◆ YOUR OBJECTIVE
Please output, without any change, the lines of the material below from the very first through the one with "the white birch bark".

◆ GIVEN RECORDS
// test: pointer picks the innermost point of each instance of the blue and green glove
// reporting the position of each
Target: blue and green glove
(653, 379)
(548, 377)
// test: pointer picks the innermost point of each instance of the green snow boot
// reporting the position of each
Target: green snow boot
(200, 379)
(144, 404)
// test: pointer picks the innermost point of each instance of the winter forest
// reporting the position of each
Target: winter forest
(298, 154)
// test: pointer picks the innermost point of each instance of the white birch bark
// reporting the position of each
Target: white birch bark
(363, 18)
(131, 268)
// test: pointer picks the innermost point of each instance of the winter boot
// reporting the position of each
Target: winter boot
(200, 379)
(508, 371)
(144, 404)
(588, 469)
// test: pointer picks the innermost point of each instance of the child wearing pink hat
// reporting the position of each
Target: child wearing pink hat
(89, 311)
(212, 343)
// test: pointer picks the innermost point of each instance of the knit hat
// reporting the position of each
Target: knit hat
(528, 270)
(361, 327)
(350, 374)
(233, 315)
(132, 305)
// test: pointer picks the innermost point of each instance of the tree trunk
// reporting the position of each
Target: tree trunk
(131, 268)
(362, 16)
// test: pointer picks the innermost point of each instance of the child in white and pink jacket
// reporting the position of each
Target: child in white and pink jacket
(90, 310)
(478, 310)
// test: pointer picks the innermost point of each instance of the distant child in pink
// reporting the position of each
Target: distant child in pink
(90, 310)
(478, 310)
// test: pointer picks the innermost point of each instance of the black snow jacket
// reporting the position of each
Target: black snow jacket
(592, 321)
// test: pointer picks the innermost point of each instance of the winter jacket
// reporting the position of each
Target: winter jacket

◆ ANSWER SPACE
// test: pointer picks the innermost point of each instance of the blue and green glove
// reporting the position of each
Target: blue and green glove
(653, 379)
(548, 377)
// test: pointer picks the innermost point of each instance of the green snow boot
// reporting the position of each
Target: green snow boot
(200, 379)
(144, 404)
// test: pointer picks the innermost point of each instance of the winter forest
// reporting the position of each
Target: winter forest
(298, 154)
// test: pointer picks the innermost point of each instance of the white birch bark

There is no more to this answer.